> **TASK ITEM**: Reproduce the closing part of the entries exactly: the line with "Phrase: white gardening glove" and all lines after it, ending with the last line, and nothing else.

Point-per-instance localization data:
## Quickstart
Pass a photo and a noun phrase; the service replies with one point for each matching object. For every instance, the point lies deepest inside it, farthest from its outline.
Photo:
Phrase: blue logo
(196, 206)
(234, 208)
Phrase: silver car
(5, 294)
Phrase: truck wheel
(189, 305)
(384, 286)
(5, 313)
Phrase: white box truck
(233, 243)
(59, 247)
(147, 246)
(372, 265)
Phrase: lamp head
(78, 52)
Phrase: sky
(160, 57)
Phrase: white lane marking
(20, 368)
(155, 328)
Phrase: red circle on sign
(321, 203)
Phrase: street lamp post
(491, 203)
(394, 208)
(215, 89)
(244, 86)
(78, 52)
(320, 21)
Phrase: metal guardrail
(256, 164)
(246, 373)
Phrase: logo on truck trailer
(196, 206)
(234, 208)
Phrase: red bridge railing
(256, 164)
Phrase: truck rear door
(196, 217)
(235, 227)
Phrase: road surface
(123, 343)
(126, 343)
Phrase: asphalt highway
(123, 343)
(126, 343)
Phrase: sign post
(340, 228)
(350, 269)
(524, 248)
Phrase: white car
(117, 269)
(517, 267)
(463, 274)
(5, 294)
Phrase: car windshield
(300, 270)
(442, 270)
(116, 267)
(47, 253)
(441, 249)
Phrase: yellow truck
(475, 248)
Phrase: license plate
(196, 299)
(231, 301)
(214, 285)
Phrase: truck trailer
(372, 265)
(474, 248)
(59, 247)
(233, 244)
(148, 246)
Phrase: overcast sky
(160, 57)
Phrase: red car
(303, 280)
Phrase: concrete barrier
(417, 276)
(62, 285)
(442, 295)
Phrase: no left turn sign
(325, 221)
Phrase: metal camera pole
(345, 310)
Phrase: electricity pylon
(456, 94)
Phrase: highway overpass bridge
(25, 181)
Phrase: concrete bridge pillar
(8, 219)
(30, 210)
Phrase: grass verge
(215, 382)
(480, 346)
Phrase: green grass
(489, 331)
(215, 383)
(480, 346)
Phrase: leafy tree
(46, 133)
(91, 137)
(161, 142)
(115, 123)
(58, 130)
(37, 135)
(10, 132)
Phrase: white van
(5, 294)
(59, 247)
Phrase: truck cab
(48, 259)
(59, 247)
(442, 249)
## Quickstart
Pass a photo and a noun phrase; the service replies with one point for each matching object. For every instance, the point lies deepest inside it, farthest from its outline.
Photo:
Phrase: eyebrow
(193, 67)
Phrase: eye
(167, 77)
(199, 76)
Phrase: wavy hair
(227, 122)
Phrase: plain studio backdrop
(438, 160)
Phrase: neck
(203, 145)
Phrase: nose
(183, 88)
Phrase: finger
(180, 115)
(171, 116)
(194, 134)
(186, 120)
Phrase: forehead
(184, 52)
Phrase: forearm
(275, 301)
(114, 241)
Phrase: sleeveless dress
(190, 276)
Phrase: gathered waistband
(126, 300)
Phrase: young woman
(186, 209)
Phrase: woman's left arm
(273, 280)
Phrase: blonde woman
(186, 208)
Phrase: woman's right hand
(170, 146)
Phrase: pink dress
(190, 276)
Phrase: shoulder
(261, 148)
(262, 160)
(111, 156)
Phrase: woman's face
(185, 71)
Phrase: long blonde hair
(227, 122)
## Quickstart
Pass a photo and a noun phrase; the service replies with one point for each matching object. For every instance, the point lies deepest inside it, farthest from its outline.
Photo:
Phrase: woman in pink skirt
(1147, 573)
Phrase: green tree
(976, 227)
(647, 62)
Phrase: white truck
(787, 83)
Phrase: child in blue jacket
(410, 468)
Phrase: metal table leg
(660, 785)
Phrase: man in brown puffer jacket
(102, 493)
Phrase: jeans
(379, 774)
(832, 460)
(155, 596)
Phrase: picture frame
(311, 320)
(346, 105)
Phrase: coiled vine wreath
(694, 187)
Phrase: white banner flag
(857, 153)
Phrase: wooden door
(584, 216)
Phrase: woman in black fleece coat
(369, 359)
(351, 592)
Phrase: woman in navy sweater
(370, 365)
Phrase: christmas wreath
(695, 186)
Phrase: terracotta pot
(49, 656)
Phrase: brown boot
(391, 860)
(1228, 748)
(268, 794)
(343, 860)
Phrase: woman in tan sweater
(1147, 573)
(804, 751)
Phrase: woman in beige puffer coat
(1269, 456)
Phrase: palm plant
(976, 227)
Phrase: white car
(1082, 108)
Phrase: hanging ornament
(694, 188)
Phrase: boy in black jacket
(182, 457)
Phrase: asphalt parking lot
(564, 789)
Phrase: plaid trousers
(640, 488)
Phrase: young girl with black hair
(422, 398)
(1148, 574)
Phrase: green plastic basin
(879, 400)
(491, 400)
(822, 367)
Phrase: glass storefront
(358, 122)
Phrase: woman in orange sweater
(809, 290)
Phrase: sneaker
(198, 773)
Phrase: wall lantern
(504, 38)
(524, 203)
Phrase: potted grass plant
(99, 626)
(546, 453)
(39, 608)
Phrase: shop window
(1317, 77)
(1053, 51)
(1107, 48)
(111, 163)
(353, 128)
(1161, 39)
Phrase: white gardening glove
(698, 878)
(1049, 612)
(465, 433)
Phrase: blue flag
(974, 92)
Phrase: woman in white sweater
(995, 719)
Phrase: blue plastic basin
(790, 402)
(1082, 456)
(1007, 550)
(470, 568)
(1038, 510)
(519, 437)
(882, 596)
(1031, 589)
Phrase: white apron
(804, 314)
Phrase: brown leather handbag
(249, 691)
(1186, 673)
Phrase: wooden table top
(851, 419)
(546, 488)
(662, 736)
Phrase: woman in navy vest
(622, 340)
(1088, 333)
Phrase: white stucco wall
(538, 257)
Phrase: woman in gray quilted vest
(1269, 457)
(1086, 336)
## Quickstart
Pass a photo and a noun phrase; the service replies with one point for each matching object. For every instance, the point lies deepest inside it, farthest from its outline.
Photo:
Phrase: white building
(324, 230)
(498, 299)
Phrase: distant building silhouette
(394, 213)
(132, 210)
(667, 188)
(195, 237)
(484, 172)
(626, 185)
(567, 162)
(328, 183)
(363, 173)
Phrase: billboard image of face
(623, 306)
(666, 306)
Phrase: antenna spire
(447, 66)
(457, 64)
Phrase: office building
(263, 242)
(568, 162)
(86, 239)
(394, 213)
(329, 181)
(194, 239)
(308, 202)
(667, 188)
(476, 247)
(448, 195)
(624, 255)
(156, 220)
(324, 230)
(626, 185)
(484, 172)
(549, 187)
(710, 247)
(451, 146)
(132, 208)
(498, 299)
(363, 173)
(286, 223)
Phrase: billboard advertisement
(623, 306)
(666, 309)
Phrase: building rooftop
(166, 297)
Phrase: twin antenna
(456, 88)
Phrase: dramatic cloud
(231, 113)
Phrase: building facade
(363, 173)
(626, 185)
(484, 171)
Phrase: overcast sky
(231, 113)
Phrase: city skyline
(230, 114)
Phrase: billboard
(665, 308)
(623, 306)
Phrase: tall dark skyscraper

> **ANSWER TO THE PROBLEM**:
Phrase: white gardening glove
(698, 878)
(1049, 612)
(465, 433)
Phrase: blue flag
(974, 92)
Phrase: woman in white sweater
(995, 719)
Phrase: blue plastic basin
(790, 402)
(1082, 456)
(1007, 550)
(470, 568)
(1038, 510)
(519, 437)
(882, 596)
(1031, 589)
Phrase: white apron
(804, 314)
Phrase: brown leather handbag
(249, 691)
(1186, 673)
Phrase: wooden table top
(851, 419)
(546, 488)
(662, 736)
Phrase: woman in navy vest
(622, 340)
(1088, 333)
Phrase: white stucco wall
(538, 257)
Phrase: woman in gray quilted vest
(1269, 457)
(1086, 336)
## Quickstart
Pass a photo and a noun phrase; the service replies with one point for each matching object. For every instance, the point lies deepest inside it, farthest from its outline.
Photo:
Phrase: white building
(324, 230)
(498, 299)
Phrase: distant building silhouette
(394, 213)
(132, 210)
(667, 188)
(195, 237)
(484, 172)
(626, 185)
(567, 162)
(328, 183)
(363, 173)
Phrase: billboard image of face
(623, 306)
(666, 306)
Phrase: antenna spire
(447, 66)
(457, 64)
Phrase: office building
(263, 242)
(568, 162)
(86, 239)
(394, 213)
(329, 181)
(194, 239)
(308, 202)
(667, 188)
(476, 247)
(448, 195)
(624, 255)
(156, 220)
(324, 230)
(626, 185)
(484, 172)
(549, 187)
(710, 247)
(451, 146)
(132, 208)
(498, 299)
(363, 173)
(286, 223)
Phrase: billboard advertisement
(623, 306)
(666, 309)
Phrase: building rooftop
(166, 297)
Phrase: twin antenna
(456, 88)
Phrase: dramatic cloud
(231, 113)
Phrase: building facade
(363, 173)
(626, 185)
(484, 171)
Phrase: overcast sky
(231, 113)
Phrase: city skyline
(230, 114)
Phrase: billboard
(665, 308)
(623, 306)
Phrase: tall dark skyscraper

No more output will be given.